Answer these questions from the compute and tessellation article:
1. What does Civilization V use to decompress textures on the fly?
2. For which two APIs does MediaEspresso 6 have codepaths?
3. By how much does the GTX 580 outperform the GTX 480 in SmallLuxGPU?

═════ Provided passage

Compute and Tessellation

Moving on from our look at gaming performance, we have our customary look at compute performance, bundled with a look at theoretical tessellation performance. Unlike our gaming benchmarks where NVIDIA’s architectural enhancements could have an impact, everything here should be dictated by the core clock and SMs, with shader and polymorph engine counts defining most of these tests.

Our first compute benchmark comes from Civilization V, which uses DirectCompute to decompress textures on the fly. Civ V includes a sub-benchmark that exclusively tests the speed of their texture decompression algorithm by repeatedly decompressing the textures required for one of the game’s leader scenes.

We previously discovered that NVIDIA did rather well in this test, so it shouldn’t come as a surprise that the GTX 580 does even better. Even without the benefits of architectural improvements, the GTX 580 still ends up pulling ahead of the GTX 480 by 15%. The GTX 580 also does well against the 5970 here, which does see a boost from CrossFire but ultimately falls short, showcasing why multi-GPU cards can be inconsistent at times.

Our second compute benchmark is Cyberlink’s MediaEspresso 6, the latest version of their GPU-accelerated video encoding suite. MediaEspresso 6 doesn’t currently utilize a common API, and instead has codepaths for both AMD’s APP (née Stream) and NVIDIA’s CUDA APIs, which gives us a chance to test each API with a common program bridging them. As we’ll see this doesn’t necessarily mean that MediaEspresso behaves similarly on both AMD and NVIDIA GPUs, but for MediaEspresso users it is what it is.

We throw MediaEspresso 6 in largely to showcase that not everything that’s GPU accelerated is GPU-bound, as ME6 showcases this nicely. Once we move away from sub-$150 GPUs, APIs and architecture become much more important than raw speed. The 580 is unable to differentiate itself from the 480 as a result.

Our third GPU compute benchmark is SmallLuxGPU, the GPU ray tracing branch of the open source LuxRender renderer. While it’s still in beta, SmallLuxGPU recently hit a milestone by implementing a complete ray tracing engine in OpenCL, allowing them to fully offload the process to the GPU. It’s this ray tracing engine we’re testing.

SmallLuxGPU is rather straightforward in its requirements: compute and lots of it. The GTX 580 attains most of its theoretical performance improvement here, coming in at a bit over 15% over the GTX 480. It does get bested by a couple of AMD’s GPUs however, a showcase of where AMD’s theoretical performance advantage in compute isn’t so theoretical.

══════════
═════ Dataset excerpt

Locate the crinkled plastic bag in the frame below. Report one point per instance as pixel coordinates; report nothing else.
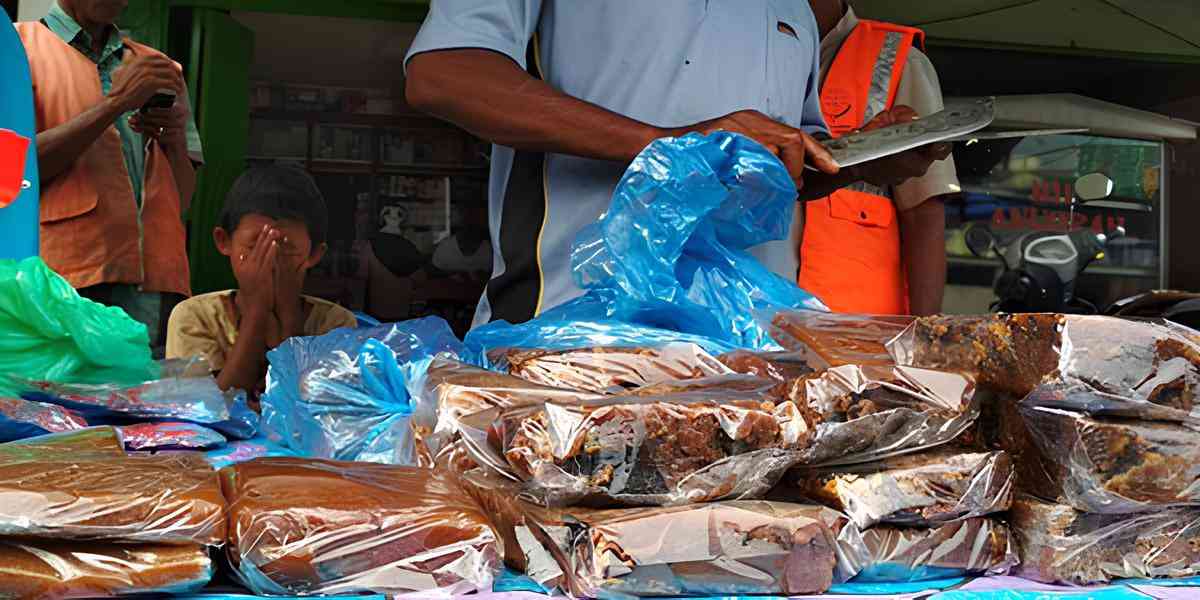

══════════

Solution →
1. DirectCompute.
2. AMD's APP (née Stream) and NVIDIA's CUDA.
3. A bit over 15%.